* [RICHIESTA]: Per favore, riporta come tabella Markdown le righe a partire da quella che contiene "For every instance of the shimmering" e fino all'ultima riga, estremi compresi, con le colonne "Numero" (il numero progressivo) e "Riga" (il testo). Tralascia le righe vuote e lascia fuori dalla risposta le immagini.

——

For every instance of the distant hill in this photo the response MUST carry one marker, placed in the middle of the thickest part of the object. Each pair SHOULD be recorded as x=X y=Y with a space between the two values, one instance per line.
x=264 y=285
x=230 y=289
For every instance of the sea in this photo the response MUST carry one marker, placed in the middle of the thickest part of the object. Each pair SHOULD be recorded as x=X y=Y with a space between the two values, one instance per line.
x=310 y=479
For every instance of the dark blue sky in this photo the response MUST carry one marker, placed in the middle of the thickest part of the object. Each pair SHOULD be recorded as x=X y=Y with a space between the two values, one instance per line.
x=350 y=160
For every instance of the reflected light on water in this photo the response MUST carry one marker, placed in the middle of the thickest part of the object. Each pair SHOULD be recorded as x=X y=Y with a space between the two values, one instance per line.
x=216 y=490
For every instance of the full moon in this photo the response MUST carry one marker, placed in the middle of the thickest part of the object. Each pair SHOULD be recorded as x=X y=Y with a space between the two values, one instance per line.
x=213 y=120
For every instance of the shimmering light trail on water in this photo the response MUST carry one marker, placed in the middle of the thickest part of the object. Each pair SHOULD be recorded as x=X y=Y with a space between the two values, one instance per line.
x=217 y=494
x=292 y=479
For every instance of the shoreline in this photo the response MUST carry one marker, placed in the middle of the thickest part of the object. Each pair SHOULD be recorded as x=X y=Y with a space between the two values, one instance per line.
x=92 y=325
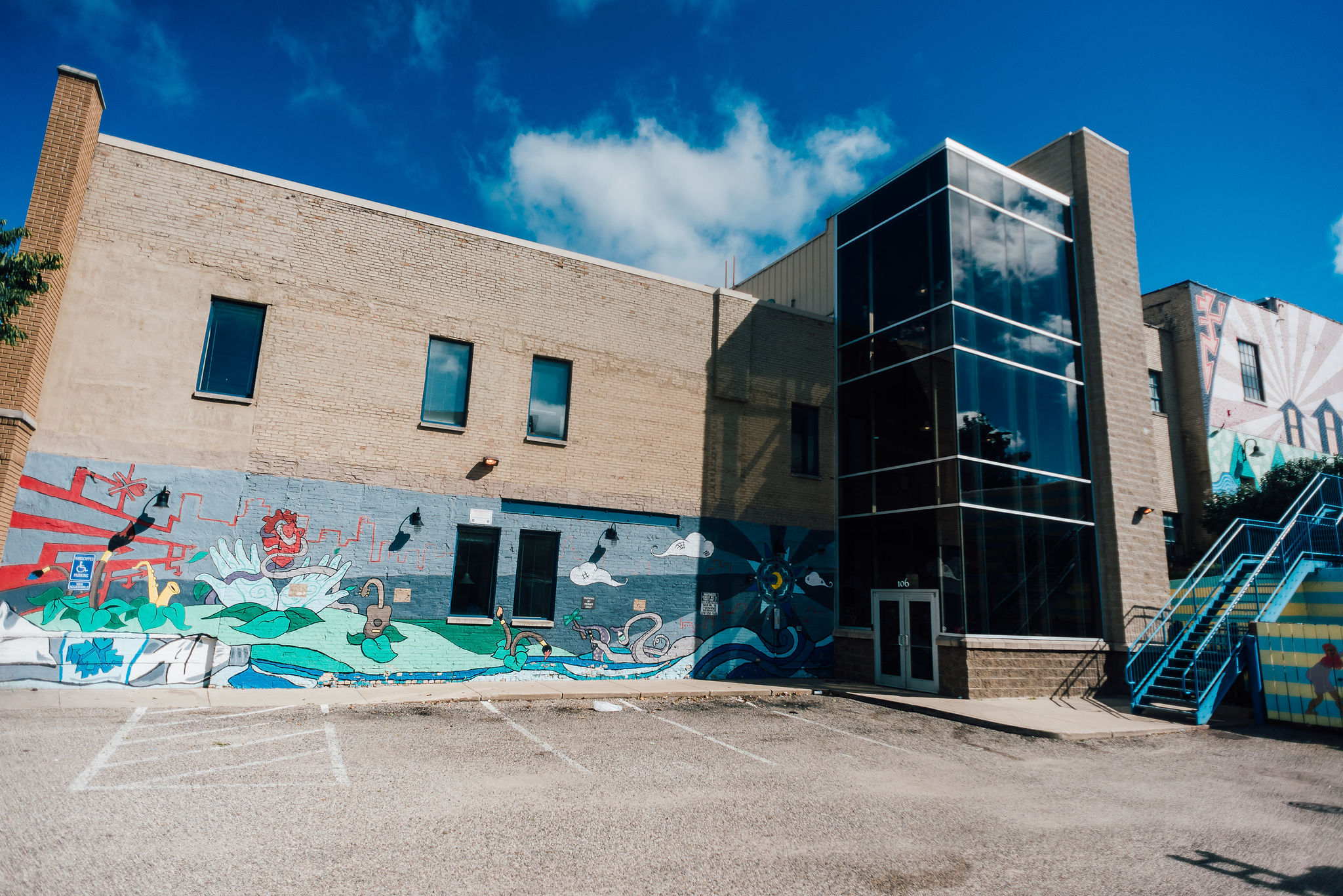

——

* [RISULTATO]:
| Numero | Riga |
|---|---|
| 1 | For every instance of the shimmering light trail on water in this photo the response MUST carry one marker, placed in the middle of the thickest part of the object. Each pair SHOULD be recorded as x=X y=Y with a space between the two values, one instance per line. |
| 2 | x=217 y=494 |
| 3 | x=292 y=479 |
| 4 | For every instance of the shoreline in this photo the response MUST carry one marker, placed in the middle of the thickest part of the object. Each pair SHOULD be recorded as x=X y=Y with a space between the two values, one instance per line. |
| 5 | x=92 y=325 |